** What needs to be done **
Transcribe every one of the records below line for line, keeping each character unchanged.

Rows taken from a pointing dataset
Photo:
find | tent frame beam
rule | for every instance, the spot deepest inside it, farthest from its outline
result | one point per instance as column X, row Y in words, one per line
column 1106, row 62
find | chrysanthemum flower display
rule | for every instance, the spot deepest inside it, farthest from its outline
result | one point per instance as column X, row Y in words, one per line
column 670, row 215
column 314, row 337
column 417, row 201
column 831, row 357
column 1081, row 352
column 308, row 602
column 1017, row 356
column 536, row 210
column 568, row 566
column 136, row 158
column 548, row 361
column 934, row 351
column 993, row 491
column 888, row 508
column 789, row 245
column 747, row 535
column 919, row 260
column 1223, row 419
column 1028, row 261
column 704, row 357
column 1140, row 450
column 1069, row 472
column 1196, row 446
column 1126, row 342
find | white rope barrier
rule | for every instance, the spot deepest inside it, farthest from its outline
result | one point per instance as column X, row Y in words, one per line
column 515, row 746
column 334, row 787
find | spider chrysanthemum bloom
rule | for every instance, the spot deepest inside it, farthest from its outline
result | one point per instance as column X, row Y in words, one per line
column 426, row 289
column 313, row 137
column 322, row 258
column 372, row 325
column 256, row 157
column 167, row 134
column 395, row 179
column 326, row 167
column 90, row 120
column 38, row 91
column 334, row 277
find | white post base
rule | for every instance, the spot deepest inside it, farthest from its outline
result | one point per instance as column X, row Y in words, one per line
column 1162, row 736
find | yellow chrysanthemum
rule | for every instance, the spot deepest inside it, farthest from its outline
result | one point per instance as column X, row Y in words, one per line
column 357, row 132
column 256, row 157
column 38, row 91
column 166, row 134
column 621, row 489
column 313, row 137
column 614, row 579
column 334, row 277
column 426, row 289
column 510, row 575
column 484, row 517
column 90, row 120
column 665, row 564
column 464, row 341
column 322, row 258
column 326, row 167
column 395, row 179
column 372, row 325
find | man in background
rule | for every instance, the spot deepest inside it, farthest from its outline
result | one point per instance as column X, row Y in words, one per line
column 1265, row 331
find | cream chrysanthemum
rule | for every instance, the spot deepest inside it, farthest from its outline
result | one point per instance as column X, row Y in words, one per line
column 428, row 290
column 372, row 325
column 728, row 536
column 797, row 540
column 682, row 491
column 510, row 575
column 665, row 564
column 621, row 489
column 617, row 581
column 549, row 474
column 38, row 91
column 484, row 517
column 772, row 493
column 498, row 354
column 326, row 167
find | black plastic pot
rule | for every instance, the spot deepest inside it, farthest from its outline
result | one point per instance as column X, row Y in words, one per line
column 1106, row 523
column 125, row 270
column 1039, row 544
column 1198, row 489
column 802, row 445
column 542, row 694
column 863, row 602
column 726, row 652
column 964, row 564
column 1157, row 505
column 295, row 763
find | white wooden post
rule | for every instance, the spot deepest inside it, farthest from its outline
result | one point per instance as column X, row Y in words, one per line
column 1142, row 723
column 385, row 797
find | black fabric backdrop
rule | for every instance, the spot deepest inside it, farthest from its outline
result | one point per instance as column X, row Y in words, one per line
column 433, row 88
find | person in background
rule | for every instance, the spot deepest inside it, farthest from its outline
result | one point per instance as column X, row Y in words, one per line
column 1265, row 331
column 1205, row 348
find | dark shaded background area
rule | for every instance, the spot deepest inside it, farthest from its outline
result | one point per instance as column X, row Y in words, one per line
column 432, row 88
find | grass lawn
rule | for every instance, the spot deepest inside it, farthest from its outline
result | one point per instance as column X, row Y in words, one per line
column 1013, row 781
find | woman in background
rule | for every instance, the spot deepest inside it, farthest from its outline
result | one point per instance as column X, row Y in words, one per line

** Result of the exercise **
Photo:
find | tent frame beam
rule | for every instance, the spot deepest inside it, farthest from its outline
result | one point per instance as column X, row Y in words, one per line
column 1106, row 62
find | chrysanthemum flower display
rule | for every instance, the spot deepest inside it, farthest from its outline
result | one point per instance as column X, row Y in words, one per line
column 670, row 215
column 314, row 337
column 417, row 201
column 831, row 357
column 1081, row 352
column 308, row 602
column 1017, row 356
column 536, row 210
column 568, row 566
column 136, row 158
column 548, row 361
column 934, row 351
column 993, row 491
column 888, row 508
column 789, row 245
column 747, row 535
column 919, row 260
column 1223, row 419
column 1028, row 261
column 704, row 357
column 1140, row 450
column 1069, row 472
column 1196, row 446
column 1126, row 342
find | white rope barrier
rule | for every instance, the spot deepest inside it, farthest from its outline
result | one point per instance as column X, row Y in words, one per line
column 515, row 746
column 334, row 787
find | spider chrysanthemum bloom
rule | for every instance, the spot deepest inside it, farthest from its outline
result | one point per instance as column X, row Y in words, one per line
column 426, row 289
column 313, row 137
column 322, row 258
column 372, row 325
column 256, row 157
column 167, row 134
column 395, row 179
column 326, row 167
column 90, row 120
column 38, row 91
column 334, row 277
find | white post base
rule | for every instance, the spot deepest inside it, farthest from its outline
result | one point per instance as column X, row Y in words, one per line
column 1162, row 736
find | yellow chrysanthemum
rule | for every instance, the spot deepest inside it, farthest from its outline
result | one point per instance as column X, row Y in words, one per line
column 357, row 132
column 256, row 157
column 38, row 91
column 166, row 134
column 621, row 489
column 313, row 137
column 614, row 579
column 334, row 277
column 426, row 289
column 510, row 575
column 484, row 517
column 90, row 120
column 665, row 564
column 464, row 341
column 322, row 258
column 326, row 167
column 395, row 179
column 372, row 325
find | man in background
rule | for every instance, the spot deepest inside it, farthest from its outline
result | one point per instance as column X, row Y in words, one per line
column 1265, row 331
find | cream chrysanthemum
rule | for every instance, the spot deepest inside it, farthest from its outline
result | one point per instance as column X, row Y in words, one per line
column 428, row 290
column 372, row 325
column 728, row 536
column 797, row 540
column 682, row 491
column 510, row 575
column 665, row 564
column 621, row 489
column 617, row 581
column 549, row 474
column 38, row 91
column 484, row 517
column 772, row 493
column 498, row 354
column 326, row 167
find | black plastic pot
rule | for every instance, the spot deepest inside it, farthest from its outline
result | one point per instance as column X, row Y in words, one per line
column 1106, row 523
column 125, row 270
column 1039, row 544
column 1198, row 489
column 802, row 445
column 542, row 694
column 863, row 602
column 726, row 652
column 964, row 564
column 1157, row 505
column 295, row 763
find | white wooden post
rule | for every instance, the spot deepest inside it, farthest from its outline
result | one point per instance as column X, row Y in words, one per line
column 1142, row 723
column 385, row 797
find | black fabric backdrop
rule | for every instance, the spot deepest inside it, farthest from its outline
result | one point per instance as column X, row Y in words, one per line
column 433, row 88
find | person in background
rule | for every instance, the spot deepest inside it, farthest from its outline
result | one point per instance as column X, row Y in words, one per line
column 1265, row 331
column 1205, row 348
find | dark shaded background area
rule | for every instance, the spot deepest inside it, farthest from its outline
result | one point per instance as column X, row Y in words, one per line
column 432, row 88
find | grass lawn
rule | for every instance, the spot deepest inside it, farthest from its outline
result | one point per instance as column X, row Y in words, one per line
column 1013, row 781
find | woman in background
rule | for every instance, the spot deepest inside it, farthest from its outline
result | one point per instance as column X, row Y in words, one per line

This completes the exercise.